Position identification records
_ _ _ _ _ _ _

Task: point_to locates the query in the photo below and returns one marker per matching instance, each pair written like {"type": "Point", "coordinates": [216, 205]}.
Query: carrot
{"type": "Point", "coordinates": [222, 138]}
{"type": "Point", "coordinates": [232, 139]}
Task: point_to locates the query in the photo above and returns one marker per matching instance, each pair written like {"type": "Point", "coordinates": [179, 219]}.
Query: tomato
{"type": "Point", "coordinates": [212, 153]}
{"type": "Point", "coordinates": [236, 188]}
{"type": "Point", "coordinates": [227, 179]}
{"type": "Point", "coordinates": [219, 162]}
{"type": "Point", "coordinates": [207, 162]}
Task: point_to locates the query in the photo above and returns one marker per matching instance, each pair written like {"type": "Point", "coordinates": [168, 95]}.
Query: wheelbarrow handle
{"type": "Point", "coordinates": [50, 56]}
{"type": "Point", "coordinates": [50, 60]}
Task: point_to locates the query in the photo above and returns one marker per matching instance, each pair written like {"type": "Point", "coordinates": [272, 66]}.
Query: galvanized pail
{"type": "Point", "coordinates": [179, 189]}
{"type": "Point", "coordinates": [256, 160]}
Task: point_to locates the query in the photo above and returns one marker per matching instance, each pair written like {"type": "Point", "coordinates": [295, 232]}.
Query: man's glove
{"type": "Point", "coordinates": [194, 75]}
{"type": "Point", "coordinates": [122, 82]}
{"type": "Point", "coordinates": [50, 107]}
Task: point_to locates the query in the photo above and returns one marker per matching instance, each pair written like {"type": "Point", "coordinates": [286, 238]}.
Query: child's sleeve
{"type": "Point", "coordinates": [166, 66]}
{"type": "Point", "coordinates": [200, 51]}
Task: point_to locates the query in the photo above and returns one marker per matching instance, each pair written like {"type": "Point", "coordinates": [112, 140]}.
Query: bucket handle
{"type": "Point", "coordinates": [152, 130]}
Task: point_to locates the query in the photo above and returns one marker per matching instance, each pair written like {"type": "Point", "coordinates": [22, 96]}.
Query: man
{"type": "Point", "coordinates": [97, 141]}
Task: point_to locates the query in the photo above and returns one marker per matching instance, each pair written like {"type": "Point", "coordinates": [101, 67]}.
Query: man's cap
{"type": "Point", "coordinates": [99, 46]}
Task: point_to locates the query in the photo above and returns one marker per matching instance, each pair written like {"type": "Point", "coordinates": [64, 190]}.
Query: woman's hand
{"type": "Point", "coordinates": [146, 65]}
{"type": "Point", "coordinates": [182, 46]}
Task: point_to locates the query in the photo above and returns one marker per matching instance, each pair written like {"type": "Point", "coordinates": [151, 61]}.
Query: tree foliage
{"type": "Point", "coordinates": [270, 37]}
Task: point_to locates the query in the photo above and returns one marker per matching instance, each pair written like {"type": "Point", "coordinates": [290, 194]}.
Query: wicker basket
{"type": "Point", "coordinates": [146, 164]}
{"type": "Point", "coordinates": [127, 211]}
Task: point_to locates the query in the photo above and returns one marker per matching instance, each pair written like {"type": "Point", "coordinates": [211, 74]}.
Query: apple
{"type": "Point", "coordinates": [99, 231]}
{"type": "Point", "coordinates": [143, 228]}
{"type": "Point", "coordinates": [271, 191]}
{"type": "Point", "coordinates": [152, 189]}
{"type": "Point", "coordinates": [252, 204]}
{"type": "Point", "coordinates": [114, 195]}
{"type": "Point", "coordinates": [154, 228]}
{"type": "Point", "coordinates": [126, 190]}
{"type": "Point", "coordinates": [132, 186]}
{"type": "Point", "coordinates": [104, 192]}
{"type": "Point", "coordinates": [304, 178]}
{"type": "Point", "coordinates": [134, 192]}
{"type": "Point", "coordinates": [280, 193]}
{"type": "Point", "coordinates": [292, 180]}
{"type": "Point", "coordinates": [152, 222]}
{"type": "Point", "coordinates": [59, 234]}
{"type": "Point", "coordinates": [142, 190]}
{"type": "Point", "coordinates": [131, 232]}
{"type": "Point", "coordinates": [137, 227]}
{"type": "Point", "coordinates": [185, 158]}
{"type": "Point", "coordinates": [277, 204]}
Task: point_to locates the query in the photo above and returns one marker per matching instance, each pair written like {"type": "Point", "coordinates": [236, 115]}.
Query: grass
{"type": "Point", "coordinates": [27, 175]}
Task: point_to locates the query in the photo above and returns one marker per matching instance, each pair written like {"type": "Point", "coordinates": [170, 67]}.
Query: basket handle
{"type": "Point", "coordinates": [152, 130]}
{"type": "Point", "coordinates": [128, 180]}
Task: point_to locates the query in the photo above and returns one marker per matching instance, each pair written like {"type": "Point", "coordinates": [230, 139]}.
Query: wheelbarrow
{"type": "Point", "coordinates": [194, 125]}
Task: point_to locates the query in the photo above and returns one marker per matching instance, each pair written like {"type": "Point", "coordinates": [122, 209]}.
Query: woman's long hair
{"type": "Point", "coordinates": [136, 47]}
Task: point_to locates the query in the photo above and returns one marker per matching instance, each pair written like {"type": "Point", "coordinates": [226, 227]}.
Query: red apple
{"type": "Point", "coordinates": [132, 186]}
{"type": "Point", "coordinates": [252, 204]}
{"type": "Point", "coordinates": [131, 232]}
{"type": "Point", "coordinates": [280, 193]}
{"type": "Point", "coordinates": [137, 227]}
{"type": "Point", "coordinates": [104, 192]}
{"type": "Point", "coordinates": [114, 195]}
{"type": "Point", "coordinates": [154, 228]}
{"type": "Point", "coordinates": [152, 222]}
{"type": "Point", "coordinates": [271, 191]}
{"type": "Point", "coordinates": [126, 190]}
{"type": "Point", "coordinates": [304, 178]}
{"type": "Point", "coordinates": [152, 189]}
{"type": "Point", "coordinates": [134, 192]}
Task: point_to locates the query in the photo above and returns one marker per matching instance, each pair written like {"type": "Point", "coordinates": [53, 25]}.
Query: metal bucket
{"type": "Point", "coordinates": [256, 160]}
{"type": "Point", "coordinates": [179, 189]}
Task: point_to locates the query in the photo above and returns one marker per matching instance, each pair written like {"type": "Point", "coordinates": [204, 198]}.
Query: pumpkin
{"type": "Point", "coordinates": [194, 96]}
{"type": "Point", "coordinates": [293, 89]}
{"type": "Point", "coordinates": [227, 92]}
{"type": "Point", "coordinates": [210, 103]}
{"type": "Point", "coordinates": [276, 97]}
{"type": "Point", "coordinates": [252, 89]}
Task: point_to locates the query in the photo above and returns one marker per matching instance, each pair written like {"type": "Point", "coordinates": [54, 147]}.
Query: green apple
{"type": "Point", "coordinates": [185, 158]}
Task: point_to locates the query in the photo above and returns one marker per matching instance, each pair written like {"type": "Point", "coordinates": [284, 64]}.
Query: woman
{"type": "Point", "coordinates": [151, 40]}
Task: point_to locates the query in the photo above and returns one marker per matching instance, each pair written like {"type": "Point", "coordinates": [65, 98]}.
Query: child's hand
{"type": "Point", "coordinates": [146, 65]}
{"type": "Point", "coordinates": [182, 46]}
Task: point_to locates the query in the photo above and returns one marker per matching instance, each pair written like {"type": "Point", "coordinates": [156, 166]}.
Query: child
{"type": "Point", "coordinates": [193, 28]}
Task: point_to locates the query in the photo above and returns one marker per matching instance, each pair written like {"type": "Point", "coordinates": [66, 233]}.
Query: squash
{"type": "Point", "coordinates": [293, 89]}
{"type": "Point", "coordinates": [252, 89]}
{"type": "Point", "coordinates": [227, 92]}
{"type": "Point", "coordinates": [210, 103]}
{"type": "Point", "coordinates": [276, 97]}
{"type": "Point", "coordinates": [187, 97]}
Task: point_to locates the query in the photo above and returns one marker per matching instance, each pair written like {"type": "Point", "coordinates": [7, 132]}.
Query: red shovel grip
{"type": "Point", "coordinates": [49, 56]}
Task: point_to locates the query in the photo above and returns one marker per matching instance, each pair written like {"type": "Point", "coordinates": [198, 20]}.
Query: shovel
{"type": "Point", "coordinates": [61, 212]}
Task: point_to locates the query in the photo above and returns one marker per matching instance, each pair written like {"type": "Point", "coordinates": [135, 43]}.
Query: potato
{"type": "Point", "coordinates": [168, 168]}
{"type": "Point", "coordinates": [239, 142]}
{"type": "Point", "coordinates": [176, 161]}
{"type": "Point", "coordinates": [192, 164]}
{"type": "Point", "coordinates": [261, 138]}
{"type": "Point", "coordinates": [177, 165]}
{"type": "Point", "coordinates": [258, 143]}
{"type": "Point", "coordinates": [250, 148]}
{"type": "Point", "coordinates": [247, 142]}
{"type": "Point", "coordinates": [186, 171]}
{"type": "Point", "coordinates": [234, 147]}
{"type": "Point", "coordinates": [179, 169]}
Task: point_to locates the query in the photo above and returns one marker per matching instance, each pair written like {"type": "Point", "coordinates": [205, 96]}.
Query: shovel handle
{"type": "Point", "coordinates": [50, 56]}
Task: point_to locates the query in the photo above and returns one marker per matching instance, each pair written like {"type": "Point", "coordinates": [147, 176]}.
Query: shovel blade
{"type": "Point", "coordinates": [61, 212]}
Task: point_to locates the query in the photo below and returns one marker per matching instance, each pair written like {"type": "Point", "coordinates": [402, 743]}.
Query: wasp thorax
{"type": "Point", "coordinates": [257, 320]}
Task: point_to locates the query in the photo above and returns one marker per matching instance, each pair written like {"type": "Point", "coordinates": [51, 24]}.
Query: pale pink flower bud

_ _ _ _ _ _ _

* _Your task_: Count the lines in the rows above that contain the string "apple", treating uppercase and lowercase letters as different. Reply with the number alone.

* _Expected answer_: 3